Traveling with Aliya means we need to go through the security with all of Aliya’s medications, lotions, water bottles and sprays, several doctors’ letters, and then there is of course the actual act of taking care of her during the flight. The care, the condition — it is all stressful and exhausting for us as the caregivers, but for Aliya as the patient, it is physically painful and challenging. However, Aliya never complains. She keeps up her spirit and tells me not to worry and keeps on reassuring me that she will be okay. This confidence of my little girl was broken into pieces by your staff on that fateful flight. I want to know as a mother, how you expect me to repair the spirit of a little girl?
Please allow me to elaborate on what happened on April 9 on flight QZ508. After several hours of delay, we at last get on the plane. We are all already tired but glad to be heading back home to Singapore. Just as we were settling in our seats, the stewardess (I believe her name was Monica) of Air Asia came over and asked very rudely, ‘Excuse, what is wrong with your daughter?’. I took a deep breath and said, ‘She is fine. She has a genetic condition. Thank you for your concern.’ However, she continued, ‘She does not look fine. She looks terrible. What is wrong with her?’ I tried to explain this to her patiently while indicating we move away to spare Aliya who was listening intently at this point, ‘Again, thank you for your concern. She is fine and now please excuse us’. Monica, the stewardess went over and started talking with the other staff. They kept on looking at us and I knew they were talking about us. Then a ground staff came over and said, ‘Sorry, we need to ask you to disembark because your daughter is a threat to the other passengers…’
I then lost it, ‘Have you gone mad? I had told your colleagues repeatedly that my daughter is fine. She has a genetic condition. You are discriminating against her because of how she looks?’…I said many other things but I don’t remember. I was a mother trying to protect my child. Among the things I said that I do remember was, ‘you are making a judgement call based on my daughter on how she looks, well, I can legally sue you for it.’ Once I evoked law suit, your staff backed down and apologized. However, the damage was done, Aliya started crying, ‘Ma, they want me to leave the plane because of how I look??…’. I hugged Aliya and held her tight. My older daughter also started crying, saying, ‘Ma, how could they say all that? It was not fair. How could they do this to Aliya?’ I had no answer.

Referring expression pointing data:
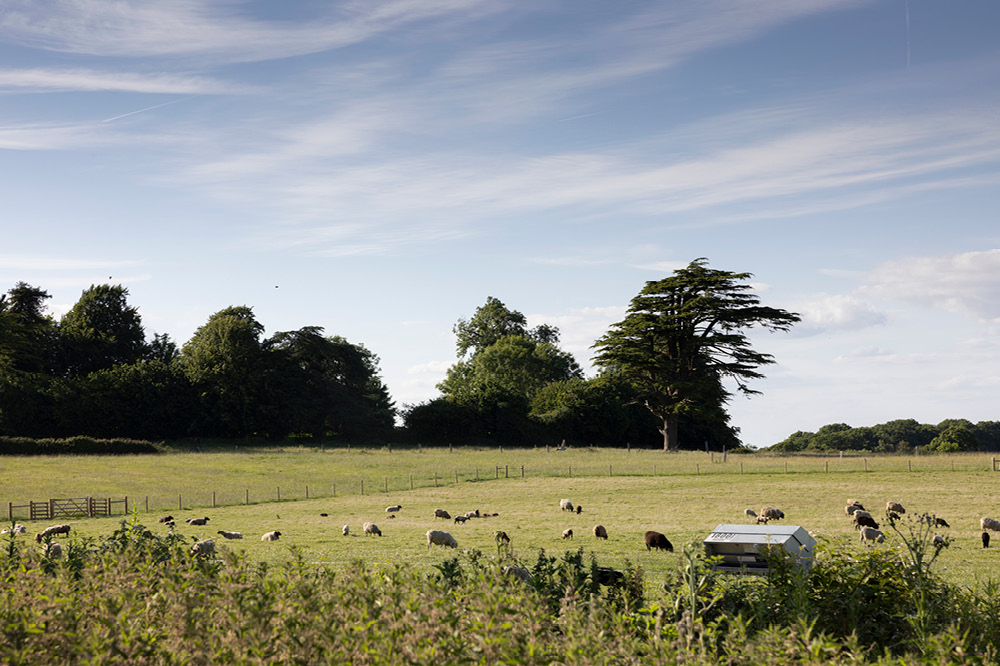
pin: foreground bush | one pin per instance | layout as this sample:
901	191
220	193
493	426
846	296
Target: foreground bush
138	598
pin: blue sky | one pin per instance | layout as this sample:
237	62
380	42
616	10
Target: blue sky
381	168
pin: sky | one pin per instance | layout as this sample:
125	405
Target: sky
381	168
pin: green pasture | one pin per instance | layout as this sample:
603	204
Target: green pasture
682	495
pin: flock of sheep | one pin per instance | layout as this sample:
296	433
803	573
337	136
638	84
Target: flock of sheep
864	522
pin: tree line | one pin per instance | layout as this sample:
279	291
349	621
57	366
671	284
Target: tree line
661	381
95	373
900	436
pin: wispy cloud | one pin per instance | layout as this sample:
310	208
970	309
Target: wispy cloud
967	284
39	80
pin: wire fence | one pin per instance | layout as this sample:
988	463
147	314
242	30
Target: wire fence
643	464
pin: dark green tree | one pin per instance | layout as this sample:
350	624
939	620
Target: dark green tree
329	385
101	331
683	335
226	363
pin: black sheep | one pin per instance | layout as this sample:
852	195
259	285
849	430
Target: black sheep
657	540
864	521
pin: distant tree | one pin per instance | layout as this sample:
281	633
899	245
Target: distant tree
101	331
27	335
329	386
683	335
226	363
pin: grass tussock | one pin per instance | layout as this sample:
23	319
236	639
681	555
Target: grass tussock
135	597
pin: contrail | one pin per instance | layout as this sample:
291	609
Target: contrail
148	108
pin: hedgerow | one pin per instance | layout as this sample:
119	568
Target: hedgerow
138	598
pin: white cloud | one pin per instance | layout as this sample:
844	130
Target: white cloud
967	284
75	80
824	312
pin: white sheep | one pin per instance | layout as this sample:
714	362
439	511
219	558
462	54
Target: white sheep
203	548
439	538
989	524
520	573
53	529
894	507
871	535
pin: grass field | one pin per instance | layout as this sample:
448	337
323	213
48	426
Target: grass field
682	495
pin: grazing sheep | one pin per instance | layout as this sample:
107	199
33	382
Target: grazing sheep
203	548
871	535
864	521
609	576
989	524
517	572
438	538
770	513
658	541
49	531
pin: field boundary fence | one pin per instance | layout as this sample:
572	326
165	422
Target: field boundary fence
638	463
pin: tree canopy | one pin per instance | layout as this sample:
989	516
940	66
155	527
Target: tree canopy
683	335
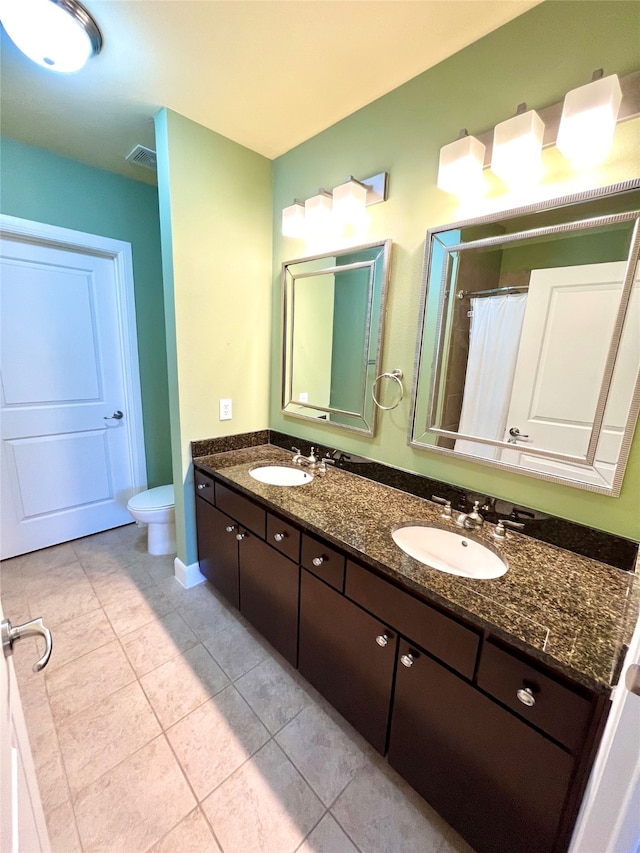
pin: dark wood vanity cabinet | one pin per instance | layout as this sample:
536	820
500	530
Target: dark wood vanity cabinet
500	783
497	742
348	656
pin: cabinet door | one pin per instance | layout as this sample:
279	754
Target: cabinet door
501	784
348	656
269	585
218	549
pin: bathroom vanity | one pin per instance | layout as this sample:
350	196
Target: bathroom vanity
487	696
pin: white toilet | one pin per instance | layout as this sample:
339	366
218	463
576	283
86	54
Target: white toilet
156	508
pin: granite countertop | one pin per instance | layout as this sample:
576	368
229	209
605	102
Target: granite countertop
567	610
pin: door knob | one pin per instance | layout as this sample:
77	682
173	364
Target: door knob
35	628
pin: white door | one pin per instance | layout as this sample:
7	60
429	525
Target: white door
22	825
68	364
571	313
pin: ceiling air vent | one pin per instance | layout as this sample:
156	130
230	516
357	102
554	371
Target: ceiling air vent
142	156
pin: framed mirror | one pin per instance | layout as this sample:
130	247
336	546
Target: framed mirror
528	354
333	312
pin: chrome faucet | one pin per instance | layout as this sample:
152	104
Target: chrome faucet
470	520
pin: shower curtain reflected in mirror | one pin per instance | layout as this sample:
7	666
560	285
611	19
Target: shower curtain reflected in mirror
494	339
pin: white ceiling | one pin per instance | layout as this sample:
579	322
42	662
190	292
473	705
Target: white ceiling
268	74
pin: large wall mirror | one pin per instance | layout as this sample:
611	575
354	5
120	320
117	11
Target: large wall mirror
529	347
333	312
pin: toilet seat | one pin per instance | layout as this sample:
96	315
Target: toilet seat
162	497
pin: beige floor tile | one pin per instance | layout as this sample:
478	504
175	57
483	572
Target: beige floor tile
182	684
191	835
134	805
216	739
327	758
236	650
77	637
137	608
273	694
379	818
61	827
116	585
264	807
103	735
328	837
158	642
88	679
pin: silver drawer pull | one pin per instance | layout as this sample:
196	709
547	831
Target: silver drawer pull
525	695
35	628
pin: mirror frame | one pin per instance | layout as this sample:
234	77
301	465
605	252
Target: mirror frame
364	420
426	373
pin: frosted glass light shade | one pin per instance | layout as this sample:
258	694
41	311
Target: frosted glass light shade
589	120
319	214
293	220
517	149
460	166
59	36
349	202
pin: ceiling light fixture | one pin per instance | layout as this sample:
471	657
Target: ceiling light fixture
56	34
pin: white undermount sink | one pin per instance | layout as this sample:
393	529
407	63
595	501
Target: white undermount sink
280	475
449	551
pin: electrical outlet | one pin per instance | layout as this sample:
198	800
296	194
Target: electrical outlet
225	410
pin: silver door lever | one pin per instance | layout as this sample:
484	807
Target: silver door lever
35	628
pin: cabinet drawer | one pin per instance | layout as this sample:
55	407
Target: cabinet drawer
283	536
204	486
558	710
241	509
452	643
323	561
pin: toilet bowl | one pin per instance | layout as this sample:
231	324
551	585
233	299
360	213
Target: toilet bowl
156	508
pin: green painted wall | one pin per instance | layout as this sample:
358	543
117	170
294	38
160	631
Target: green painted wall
216	223
44	187
536	58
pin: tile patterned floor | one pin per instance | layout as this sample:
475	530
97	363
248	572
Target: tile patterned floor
164	723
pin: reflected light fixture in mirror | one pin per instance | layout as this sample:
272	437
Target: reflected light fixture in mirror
293	220
57	34
461	164
517	148
589	120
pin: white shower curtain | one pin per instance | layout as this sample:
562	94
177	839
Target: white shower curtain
494	340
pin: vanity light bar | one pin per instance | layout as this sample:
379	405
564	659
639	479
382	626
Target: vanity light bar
595	104
348	196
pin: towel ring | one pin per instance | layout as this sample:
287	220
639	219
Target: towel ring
396	375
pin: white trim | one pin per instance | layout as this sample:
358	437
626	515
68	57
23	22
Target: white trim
188	576
120	253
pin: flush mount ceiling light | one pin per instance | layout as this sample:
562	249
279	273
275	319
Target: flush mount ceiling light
588	120
517	148
57	34
460	166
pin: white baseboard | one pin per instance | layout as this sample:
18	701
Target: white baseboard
188	576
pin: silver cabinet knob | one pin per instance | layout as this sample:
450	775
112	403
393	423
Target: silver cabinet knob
525	695
35	628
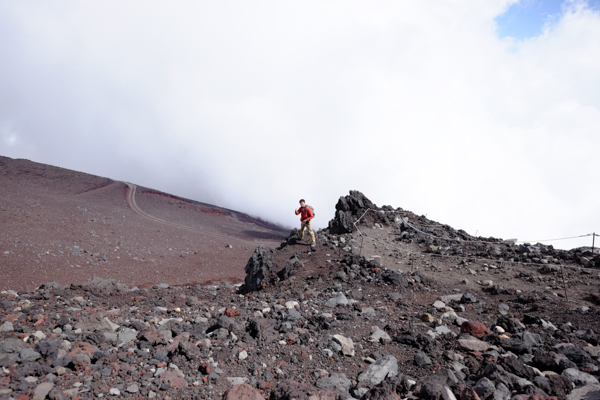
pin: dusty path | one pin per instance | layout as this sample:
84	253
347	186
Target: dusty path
132	203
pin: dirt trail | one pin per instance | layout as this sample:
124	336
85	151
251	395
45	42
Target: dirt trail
132	203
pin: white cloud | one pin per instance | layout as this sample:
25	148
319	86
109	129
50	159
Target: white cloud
253	106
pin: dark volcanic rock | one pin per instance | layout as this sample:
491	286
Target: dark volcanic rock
258	269
350	208
289	389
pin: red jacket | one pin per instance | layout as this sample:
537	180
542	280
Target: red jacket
306	212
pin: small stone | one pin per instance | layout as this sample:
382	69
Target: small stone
378	371
291	304
421	359
114	392
132	388
237	380
41	391
438	304
379	335
242	391
346	344
7	327
106	326
39	335
427	317
476	329
232	312
474	344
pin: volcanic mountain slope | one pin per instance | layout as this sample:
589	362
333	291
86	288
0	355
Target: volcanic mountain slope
389	306
67	226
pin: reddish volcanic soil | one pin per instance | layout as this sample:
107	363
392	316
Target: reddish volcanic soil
66	226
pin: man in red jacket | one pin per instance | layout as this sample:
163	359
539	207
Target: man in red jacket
305	218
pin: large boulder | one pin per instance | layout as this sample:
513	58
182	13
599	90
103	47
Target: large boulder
258	269
289	389
350	208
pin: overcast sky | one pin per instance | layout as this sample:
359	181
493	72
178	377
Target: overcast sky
484	115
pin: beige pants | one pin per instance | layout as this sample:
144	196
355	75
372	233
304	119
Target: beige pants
306	225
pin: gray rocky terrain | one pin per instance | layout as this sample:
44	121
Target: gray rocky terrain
393	306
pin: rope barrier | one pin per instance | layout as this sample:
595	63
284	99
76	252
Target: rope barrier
460	240
470	257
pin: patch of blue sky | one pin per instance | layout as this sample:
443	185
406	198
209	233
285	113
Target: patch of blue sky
527	18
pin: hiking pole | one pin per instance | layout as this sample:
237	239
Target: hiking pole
564	284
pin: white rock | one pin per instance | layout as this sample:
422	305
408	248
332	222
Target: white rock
236	380
291	304
106	326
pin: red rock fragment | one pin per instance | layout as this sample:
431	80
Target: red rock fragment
469	394
476	329
232	312
242	392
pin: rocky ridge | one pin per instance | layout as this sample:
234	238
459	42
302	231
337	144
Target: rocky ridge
325	324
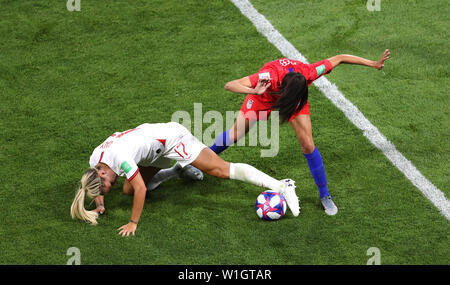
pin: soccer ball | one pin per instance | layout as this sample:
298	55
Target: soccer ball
270	206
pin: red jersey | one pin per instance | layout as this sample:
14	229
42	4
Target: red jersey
276	70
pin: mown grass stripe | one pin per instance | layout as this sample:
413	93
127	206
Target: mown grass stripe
430	191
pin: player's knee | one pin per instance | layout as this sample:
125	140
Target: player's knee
308	146
127	188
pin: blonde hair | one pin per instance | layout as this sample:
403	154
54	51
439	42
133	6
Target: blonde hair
91	185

Activity 1 = In the passage, what was the number of the flight on which the events took place?
Activity 2 = Update the part of the passage that begins with "Traveling with Aliya" and ends after "a little girl?", swapping "lotions" for "creams".
Rely only on the passage to complete the tasks.

Exercise output 1 = Flight QZ508.

Exercise output 2 =
Traveling with Aliya means we need to go through the security with all of Aliya’s medications, creams, water bottles and sprays, several doctors’ letters, and then there is of course the actual act of taking care of her during the flight. The care, the condition — it is all stressful and exhausting for us as the caregivers, but for Aliya as the patient, it is physically painful and challenging. However, Aliya never complains. She keeps up her spirit and tells me not to worry and keeps on reassuring me that she will be okay. This confidence of my little girl was broken into pieces by your staff on that fateful flight. I want to know as a mother, how you expect me to repair the spirit of a little girl?